● **PROVIDED RECORDS**
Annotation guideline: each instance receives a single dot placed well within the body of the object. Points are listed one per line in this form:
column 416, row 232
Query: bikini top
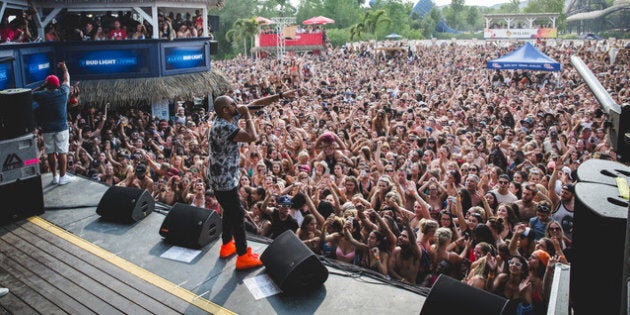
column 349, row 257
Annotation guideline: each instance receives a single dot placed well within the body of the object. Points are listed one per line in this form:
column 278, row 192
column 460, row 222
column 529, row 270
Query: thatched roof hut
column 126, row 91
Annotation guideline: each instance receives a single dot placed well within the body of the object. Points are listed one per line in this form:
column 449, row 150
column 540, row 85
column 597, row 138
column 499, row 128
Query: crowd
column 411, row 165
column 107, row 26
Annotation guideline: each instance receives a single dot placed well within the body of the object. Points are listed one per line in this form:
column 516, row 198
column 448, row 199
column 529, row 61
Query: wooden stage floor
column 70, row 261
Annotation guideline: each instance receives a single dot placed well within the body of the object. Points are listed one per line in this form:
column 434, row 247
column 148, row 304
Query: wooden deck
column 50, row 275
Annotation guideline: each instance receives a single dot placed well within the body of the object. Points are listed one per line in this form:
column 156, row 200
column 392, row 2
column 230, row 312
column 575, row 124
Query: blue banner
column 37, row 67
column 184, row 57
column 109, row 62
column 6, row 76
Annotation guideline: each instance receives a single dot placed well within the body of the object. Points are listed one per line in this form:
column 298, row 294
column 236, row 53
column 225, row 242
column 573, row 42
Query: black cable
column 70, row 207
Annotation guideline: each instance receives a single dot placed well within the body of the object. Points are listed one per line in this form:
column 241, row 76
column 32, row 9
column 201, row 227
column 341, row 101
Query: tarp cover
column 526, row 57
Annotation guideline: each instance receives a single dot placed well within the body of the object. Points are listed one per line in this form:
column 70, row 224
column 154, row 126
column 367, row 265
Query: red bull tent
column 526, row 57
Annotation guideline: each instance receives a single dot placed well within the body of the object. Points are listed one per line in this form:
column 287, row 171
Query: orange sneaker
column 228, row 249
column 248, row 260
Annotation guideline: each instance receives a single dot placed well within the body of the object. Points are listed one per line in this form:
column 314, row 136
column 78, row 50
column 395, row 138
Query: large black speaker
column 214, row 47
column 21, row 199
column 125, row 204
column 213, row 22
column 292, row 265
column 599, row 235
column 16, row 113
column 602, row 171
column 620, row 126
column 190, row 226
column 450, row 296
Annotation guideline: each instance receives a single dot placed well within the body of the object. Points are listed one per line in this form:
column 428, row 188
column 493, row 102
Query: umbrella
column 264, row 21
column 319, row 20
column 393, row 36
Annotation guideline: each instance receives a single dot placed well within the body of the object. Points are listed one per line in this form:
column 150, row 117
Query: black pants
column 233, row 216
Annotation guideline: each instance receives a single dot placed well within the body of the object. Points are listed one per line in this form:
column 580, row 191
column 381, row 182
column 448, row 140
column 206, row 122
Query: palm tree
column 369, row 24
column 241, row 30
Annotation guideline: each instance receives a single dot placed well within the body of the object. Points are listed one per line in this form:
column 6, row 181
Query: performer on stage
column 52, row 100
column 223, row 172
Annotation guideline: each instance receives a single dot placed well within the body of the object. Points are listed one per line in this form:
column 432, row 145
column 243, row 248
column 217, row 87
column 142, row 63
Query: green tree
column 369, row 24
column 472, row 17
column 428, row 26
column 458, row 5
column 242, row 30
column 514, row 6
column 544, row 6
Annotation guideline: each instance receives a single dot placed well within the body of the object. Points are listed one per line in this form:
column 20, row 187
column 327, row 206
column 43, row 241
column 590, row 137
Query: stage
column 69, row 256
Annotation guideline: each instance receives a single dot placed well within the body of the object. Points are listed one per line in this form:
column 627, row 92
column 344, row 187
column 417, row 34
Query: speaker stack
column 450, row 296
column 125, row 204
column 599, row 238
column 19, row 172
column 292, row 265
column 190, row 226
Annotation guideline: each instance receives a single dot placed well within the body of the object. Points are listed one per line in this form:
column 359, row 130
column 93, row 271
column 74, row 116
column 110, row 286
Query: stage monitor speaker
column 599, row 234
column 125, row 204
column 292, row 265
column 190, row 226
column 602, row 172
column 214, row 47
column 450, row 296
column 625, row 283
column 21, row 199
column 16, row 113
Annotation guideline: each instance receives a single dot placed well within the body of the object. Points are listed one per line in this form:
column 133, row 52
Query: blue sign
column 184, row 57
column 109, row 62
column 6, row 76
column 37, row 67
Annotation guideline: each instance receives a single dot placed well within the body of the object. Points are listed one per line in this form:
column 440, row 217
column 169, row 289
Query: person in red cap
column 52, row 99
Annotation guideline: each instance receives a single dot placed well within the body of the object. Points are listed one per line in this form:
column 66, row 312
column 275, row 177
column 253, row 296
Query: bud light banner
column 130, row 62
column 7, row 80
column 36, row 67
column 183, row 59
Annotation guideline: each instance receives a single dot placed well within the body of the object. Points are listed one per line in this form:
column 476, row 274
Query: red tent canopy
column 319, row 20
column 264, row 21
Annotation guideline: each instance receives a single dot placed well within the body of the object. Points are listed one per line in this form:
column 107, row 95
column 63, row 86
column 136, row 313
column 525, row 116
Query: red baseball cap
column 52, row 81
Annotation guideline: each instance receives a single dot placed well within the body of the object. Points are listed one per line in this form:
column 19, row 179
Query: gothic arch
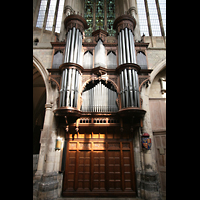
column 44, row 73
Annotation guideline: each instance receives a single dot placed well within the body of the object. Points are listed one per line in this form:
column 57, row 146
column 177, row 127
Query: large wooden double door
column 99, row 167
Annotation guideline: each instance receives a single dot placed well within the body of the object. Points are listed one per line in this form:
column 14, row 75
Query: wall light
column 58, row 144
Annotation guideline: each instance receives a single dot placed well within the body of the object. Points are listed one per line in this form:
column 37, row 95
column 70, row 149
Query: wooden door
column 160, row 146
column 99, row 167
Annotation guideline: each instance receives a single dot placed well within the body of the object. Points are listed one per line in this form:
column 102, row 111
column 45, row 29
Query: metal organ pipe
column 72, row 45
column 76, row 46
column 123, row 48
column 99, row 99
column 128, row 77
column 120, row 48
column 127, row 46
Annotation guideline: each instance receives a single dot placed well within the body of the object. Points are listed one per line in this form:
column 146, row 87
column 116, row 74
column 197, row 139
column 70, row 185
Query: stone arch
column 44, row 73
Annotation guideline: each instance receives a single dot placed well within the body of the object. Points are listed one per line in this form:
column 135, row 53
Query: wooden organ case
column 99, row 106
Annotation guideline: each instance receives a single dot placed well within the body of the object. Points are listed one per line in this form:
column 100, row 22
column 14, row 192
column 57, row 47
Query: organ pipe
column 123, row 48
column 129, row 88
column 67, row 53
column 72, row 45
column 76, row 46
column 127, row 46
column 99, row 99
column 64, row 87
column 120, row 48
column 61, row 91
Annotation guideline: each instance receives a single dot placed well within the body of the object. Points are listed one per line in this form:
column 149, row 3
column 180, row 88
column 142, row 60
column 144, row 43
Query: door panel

● **DESCRIPTION OF THE TASK**
Scan the records above for the lines holding "column 278, row 192" and "column 529, row 61". Transcribe those two and every line between them word for word, and no others.

● **FINISHED EXERCISE**
column 278, row 192
column 460, row 222
column 529, row 270
Query: thatched roof hut
column 126, row 91
Annotation guideline: each instance receives a single dot placed well within the body of the object. Points are listed one per line in this form:
column 449, row 150
column 540, row 85
column 597, row 138
column 499, row 128
Query: crowd
column 411, row 165
column 107, row 26
Annotation guideline: each instance receives a single dot placed well within the body of the object. Points are listed one per line in this form:
column 516, row 198
column 448, row 199
column 529, row 61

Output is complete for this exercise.